_SHORT TASK:_
Can you rewrite the entries below, from the one on the line containing "Reviewer note: confirm that every instance of the cheek" through the one on the line containing "<point>17,170</point>", both included, as a two-column CSV with columns text and answer? Give one row per entry, put each value in a single quoted field, and turn any line breaks into spaces.

_ENTRIES SUPPLIED:_
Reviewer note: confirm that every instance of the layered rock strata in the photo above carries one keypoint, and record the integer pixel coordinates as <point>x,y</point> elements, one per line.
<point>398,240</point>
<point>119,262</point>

---

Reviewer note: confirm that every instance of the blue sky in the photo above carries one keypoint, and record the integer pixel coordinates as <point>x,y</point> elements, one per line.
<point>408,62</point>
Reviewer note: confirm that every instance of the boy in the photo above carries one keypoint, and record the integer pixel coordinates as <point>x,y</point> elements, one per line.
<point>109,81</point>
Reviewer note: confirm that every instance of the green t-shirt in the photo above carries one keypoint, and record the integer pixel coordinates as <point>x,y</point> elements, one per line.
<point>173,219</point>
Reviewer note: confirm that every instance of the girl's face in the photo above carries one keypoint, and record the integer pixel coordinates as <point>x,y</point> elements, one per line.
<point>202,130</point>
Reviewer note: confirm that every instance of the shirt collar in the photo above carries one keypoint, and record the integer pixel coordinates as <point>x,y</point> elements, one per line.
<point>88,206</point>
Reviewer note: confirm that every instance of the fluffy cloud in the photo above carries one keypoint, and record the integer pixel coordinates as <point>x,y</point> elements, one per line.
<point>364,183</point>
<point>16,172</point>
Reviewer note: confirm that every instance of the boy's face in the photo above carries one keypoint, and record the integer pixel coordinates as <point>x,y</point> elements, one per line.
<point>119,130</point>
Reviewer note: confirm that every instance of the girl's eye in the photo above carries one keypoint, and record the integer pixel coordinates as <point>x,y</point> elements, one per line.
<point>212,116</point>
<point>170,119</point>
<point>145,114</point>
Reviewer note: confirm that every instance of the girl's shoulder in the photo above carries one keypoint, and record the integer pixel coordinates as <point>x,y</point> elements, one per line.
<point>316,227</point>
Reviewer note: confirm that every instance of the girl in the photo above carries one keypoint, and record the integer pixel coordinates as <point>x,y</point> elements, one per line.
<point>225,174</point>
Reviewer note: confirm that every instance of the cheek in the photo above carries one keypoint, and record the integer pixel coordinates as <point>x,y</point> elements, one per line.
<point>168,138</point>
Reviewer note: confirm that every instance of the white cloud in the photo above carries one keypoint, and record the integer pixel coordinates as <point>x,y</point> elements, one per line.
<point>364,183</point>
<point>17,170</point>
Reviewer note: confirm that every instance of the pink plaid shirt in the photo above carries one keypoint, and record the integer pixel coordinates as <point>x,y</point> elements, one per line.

_EXERCISE RESULT:_
text,answer
"Reviewer note: confirm that every instance of the cheek in the photo above carries one keypoint, and record the integer pixel coordinates as <point>x,y</point> elements, one per line.","<point>168,138</point>"
"Reviewer note: confirm that every instance of the white cloud in the photo above carries one keypoint, and record the integer pixel coordinates as <point>x,y</point> elements, one per line.","<point>364,183</point> <point>17,170</point>"